== The exercise ==
In the forum thread below about building a deck, please translate this sentence into Spanish: "Some people have no imagination so they wait until a project is started and then they take over and claim credit."

== Text to read ==
Sheesh! I love him, but he makes me crazy!


----------



## Blondilocks (Jul 4, 2013)

Just wait until he starts showing everyone the deck *he* built.

Some people have no imagination so they wait until a project is started and then they take over and claim credit.

Could he be jealous of your talents so he sabotages them? In the future, I'd opt for the vacuum cleaner.


----------



## Cosmos (May 4, 2012)

lifecolorful said:


> Maybe I will just direct him to the vacuum cleaner whenever he's feeling helpful. Not much he can mess up there?
> 
> Sheesh! I love him, but he makes me crazy!


Or encourage him to have his own projects? Ones that don't make too much mess and don't impact on yours?


----------



## heartsbeating (May 2, 2011)

lifecolorful said:


> Thanks, you should see the rock retaining wall I built and cemented along the driveway. I'm a believer in girl power!


First off, you have my admiration.

With the deck - did you both agree you were going to do this together? If you'd discussed and agreed this was a project you were both going to share in, why did you keep working on it when he was too busy? Sure, maybe it wouldn't get done otherwise, but if something is meant to be a shared project why is he not helping or could there have been another time when he wasn't as busy to start it with you?

I feel harsh putting this back on you however if you want him to work on things with you, work it out between you ahead of time to do just that. If he doesn't commit to the project and you go ahead with it anyway, what does that communicate to him? Your actions make his in-actions acceptable. Also maybe he's used to you being more than capable by yourself and getting things done without him. 

Why did he ignore your plans and go ahead with his method. Was the intention to get it done while you were away from a good place? Were the plans discussed and agreed between you?

The cards, well, he's not demonstrating care. I don't know what that's about.


----------



## heartsbeating (May 2, 2011)

Holland said:


> We have just paid $36k for decking, took 3 men over 3 weeks to build it and there was no demolition to be done beforehand. Jobs like this you either pay a professional to do or if as a couple you are capable then you do it *together*.

== Material shown ==
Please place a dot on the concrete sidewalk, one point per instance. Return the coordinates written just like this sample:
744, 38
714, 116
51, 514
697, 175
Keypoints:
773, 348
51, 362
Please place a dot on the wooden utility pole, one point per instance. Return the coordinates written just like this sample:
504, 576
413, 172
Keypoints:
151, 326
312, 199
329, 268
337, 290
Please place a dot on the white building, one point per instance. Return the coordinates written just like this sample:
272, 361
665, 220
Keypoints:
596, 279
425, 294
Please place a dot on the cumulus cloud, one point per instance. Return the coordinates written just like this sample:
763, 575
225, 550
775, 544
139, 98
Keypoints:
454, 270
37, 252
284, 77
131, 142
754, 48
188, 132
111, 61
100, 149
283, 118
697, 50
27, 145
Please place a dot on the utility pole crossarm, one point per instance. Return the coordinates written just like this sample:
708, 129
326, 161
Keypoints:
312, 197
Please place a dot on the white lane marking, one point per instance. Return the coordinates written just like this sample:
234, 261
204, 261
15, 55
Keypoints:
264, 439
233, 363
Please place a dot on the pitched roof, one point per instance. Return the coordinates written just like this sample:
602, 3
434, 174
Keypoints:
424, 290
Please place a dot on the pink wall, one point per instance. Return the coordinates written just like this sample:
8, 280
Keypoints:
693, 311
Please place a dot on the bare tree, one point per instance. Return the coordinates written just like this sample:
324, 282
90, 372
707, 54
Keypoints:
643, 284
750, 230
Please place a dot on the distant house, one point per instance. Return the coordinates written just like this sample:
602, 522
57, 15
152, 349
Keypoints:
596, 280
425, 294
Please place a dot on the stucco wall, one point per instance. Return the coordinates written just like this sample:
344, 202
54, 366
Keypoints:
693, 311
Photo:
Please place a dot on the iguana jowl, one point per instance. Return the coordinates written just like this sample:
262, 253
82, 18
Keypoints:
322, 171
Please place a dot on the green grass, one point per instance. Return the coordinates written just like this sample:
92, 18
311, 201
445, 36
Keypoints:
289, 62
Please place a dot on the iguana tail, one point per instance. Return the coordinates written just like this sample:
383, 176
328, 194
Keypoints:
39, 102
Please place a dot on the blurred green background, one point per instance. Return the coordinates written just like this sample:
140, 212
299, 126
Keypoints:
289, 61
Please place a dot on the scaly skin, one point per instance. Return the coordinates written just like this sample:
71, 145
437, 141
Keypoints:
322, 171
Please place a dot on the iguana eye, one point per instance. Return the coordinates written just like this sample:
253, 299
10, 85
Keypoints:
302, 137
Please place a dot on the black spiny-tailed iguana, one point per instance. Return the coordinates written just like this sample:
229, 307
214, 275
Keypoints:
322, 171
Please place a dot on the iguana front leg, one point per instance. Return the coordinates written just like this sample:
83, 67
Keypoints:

== Result of this exercise ==
Algunas personas no tienen imaginación, así que esperan a que se empiece un proyecto y luego toman el control y se atribuyen el mérito.